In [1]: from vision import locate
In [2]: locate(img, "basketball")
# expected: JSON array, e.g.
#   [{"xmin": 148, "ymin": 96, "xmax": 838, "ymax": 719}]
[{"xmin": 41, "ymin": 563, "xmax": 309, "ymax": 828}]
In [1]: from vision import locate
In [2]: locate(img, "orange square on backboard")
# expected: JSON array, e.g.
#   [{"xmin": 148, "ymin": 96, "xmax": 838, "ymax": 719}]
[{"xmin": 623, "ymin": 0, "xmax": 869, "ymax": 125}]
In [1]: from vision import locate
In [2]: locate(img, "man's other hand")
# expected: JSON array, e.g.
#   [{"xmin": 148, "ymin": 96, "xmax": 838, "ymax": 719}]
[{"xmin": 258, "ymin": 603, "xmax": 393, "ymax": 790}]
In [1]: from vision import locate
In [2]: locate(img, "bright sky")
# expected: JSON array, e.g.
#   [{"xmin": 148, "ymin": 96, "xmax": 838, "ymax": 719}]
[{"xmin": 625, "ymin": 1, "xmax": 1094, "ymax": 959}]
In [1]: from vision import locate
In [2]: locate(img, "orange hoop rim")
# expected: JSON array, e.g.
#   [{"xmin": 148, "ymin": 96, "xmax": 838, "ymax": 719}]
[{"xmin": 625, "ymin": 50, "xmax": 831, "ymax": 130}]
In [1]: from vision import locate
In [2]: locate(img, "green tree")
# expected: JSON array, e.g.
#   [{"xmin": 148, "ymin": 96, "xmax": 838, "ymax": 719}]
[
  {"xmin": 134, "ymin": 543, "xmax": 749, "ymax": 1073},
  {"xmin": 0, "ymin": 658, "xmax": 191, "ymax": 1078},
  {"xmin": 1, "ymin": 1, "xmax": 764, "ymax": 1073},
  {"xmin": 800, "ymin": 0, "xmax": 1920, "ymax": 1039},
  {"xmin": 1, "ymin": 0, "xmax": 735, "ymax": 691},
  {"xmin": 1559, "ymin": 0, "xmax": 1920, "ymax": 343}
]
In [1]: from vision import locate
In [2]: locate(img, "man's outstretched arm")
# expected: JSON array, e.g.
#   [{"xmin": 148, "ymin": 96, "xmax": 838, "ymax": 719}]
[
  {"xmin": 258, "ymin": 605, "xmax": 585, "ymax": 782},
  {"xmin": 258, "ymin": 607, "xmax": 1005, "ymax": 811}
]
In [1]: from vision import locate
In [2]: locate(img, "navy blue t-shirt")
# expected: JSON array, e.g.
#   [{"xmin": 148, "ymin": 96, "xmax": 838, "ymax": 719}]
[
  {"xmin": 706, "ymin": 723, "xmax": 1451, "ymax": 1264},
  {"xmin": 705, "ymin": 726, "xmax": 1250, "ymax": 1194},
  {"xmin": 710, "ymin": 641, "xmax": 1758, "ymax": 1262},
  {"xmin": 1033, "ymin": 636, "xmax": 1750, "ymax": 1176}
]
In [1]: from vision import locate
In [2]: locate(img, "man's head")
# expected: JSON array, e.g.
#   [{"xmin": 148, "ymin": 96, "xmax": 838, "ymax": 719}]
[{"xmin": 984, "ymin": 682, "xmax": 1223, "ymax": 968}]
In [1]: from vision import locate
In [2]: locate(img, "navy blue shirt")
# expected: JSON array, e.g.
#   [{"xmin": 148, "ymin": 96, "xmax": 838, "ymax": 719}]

Exercise aim —
Using the material above, restate each entry exactly as it stands.

Exercise solution —
In [1]: from vision import locate
In [2]: locate(img, "basketball")
# expected: JSON array, e.g.
#   [{"xmin": 148, "ymin": 96, "xmax": 838, "ymax": 719}]
[{"xmin": 41, "ymin": 563, "xmax": 309, "ymax": 828}]
In [1]: from vision import locate
In [2]: locate(img, "orange square on backboard")
# expected: JSON array, e.g.
#   [{"xmin": 148, "ymin": 96, "xmax": 838, "ymax": 719}]
[{"xmin": 623, "ymin": 0, "xmax": 869, "ymax": 125}]
In [1]: from vision import locate
In [2]: locate(img, "man's other hand")
# expected: JSON array, e.g.
#   [{"xmin": 148, "ymin": 96, "xmax": 838, "ymax": 719}]
[{"xmin": 258, "ymin": 603, "xmax": 393, "ymax": 790}]
In [1]: from vision import locate
In [2]: locate(img, "bright sky")
# expected: JSON array, e.g.
#   [{"xmin": 148, "ymin": 96, "xmax": 838, "ymax": 719}]
[{"xmin": 625, "ymin": 1, "xmax": 1094, "ymax": 959}]
In [1]: from vision import locate
In [2]: locate(img, "orange hoop rim")
# expected: JSON array, e.g.
#   [{"xmin": 148, "ymin": 96, "xmax": 838, "ymax": 719}]
[{"xmin": 625, "ymin": 50, "xmax": 831, "ymax": 130}]
In [1]: from vision import locate
In [2]: locate(img, "green tree")
# expected: JSON array, e.g.
#   [{"xmin": 148, "ymin": 96, "xmax": 838, "ymax": 719}]
[
  {"xmin": 134, "ymin": 543, "xmax": 749, "ymax": 1073},
  {"xmin": 0, "ymin": 658, "xmax": 191, "ymax": 1078},
  {"xmin": 1, "ymin": 1, "xmax": 764, "ymax": 1073},
  {"xmin": 800, "ymin": 0, "xmax": 1920, "ymax": 1039},
  {"xmin": 1, "ymin": 0, "xmax": 735, "ymax": 691},
  {"xmin": 1559, "ymin": 0, "xmax": 1920, "ymax": 343}
]
In [1]: from vision import locate
In [2]: locate(img, "man's outstretched arm")
# expected: JSON array, e.g.
#   [{"xmin": 148, "ymin": 96, "xmax": 838, "ymax": 719}]
[
  {"xmin": 258, "ymin": 605, "xmax": 585, "ymax": 782},
  {"xmin": 258, "ymin": 607, "xmax": 1005, "ymax": 811}
]
In [1]: from vision import locate
In [2]: locate(img, "navy blue t-shirt")
# expected: JSON array, e.g.
#   [{"xmin": 148, "ymin": 96, "xmax": 838, "ymax": 719}]
[
  {"xmin": 706, "ymin": 723, "xmax": 1451, "ymax": 1264},
  {"xmin": 705, "ymin": 726, "xmax": 1250, "ymax": 1194},
  {"xmin": 710, "ymin": 641, "xmax": 1758, "ymax": 1262},
  {"xmin": 1033, "ymin": 636, "xmax": 1750, "ymax": 1176}
]
In [1]: from vision import locate
In [2]: locate(img, "man's head")
# expected: JSON array, e.g.
#   [{"xmin": 148, "ymin": 96, "xmax": 838, "ymax": 719}]
[{"xmin": 984, "ymin": 682, "xmax": 1223, "ymax": 968}]
In [1]: from vision import locate
In [2]: locate(img, "navy blue shirt")
# expected: JSON array, e.g.
#   [{"xmin": 148, "ymin": 96, "xmax": 838, "ymax": 719}]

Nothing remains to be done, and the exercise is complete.